Description of the task>
Restate all entries exactly.

** Input follows **

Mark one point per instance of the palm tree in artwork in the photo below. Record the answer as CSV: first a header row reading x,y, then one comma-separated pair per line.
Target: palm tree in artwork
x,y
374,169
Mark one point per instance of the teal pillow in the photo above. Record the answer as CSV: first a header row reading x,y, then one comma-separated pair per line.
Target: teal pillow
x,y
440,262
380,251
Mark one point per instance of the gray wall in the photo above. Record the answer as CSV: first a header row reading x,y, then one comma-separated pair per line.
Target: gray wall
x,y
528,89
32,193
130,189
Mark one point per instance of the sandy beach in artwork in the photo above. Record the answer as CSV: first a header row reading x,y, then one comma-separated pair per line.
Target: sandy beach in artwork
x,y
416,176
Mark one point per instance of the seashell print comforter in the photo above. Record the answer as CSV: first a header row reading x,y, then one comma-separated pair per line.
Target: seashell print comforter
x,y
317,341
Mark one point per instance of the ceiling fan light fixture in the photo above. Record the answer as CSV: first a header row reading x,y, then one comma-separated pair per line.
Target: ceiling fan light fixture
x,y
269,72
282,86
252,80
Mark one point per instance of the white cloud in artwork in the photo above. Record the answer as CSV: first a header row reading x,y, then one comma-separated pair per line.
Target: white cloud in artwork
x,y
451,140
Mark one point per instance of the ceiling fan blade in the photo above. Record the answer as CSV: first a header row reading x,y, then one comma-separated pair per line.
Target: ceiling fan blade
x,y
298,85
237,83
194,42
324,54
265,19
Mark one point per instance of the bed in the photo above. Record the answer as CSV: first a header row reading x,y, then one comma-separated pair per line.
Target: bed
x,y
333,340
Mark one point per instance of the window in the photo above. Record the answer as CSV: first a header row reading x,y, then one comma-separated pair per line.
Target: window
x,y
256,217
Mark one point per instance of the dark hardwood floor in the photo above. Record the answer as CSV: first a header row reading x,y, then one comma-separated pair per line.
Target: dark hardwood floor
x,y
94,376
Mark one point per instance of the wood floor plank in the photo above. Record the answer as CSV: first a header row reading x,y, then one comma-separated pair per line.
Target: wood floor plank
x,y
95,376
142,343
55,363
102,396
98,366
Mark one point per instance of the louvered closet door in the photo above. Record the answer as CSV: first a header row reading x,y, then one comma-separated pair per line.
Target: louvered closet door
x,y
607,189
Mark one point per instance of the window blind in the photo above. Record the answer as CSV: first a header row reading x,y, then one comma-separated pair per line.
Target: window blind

** End of Input **

Result>
Mark one point per instance of the palm tree in artwork in the photo below. Record the answer as CSV: first a header row reading x,y, then one comma-separated pair per line.
Target: palm tree in artwork
x,y
374,169
Mark one point per instance of the teal pillow in the photo above. Record the answer as CSV: first a header row reading x,y, then one comma-separated pair per line.
Target: teal pillow
x,y
440,262
380,251
Mark one point per instance of the gray wall in the photo above. Record the answer as CSV: first a header row reading x,y, then one comma-separated pair per line.
Target: gray wall
x,y
528,89
32,193
130,189
Mark one point per instance of the sandy beach in artwork in the photo above. Record the answer as CSV: first a header row reading x,y, then one comma-separated pair per line.
Target: sandy beach in artwork
x,y
416,176
Mark one point per instance of the seashell print comforter in the photo above. Record the answer as CSV: first a header row reading x,y, then one comma-separated pair per line.
Target: seashell print comforter
x,y
317,341
Mark one point per instance of the ceiling fan light fixture in the photo above. Record the answer as CSV: first a header row reading x,y, then one comma-separated pair per line.
Target: ceiling fan light fixture
x,y
269,72
282,86
252,80
Mark one point per instance of the white cloud in artwork in the photo above. Record the answer as CSV: first a header row reading x,y, then one comma-separated pair per line.
Target: white cloud in artwork
x,y
451,140
Mark one point per instance of the ceiling fan blade in the photo above. Record the answer as CSV: first a header row reading x,y, then one comma-separated pair per line.
Target: ceiling fan blade
x,y
298,85
237,83
194,42
324,54
265,19
Mark one point per instance of the bed in the photo above. Record the answer as CSV: first a header row reading x,y, then one comma-separated pair per line.
Target: bed
x,y
333,340
Mark one point per instance of the window in the photo above. Record the answer as CSV: first a header row reading x,y, then one comma-separated pair per line.
Target: window
x,y
256,217
Mark one point per instance of the dark hardwood floor in the photo above. Record the answer as CSV: first a header row reading x,y, then one comma-separated pair per line.
Target: dark hardwood floor
x,y
94,376
Mark one point per instance of the wood floor plank in the photo above. Record the answer as CSV: first a header row reading x,y, then one comma-separated pair per line.
Target: wood floor plank
x,y
95,376
142,343
55,363
102,396
98,366
Mark one point per instance of the louvered closet door in the photo above. Record the answer as CSV: first a header row reading x,y, then one comma-separated pair per line.
Target: louvered closet door
x,y
607,189
Mark one point per instance of the window blind in the photo above. Record the answer as CSV: first a header row reading x,y, then one comma-separated pair per line.
Target: window blind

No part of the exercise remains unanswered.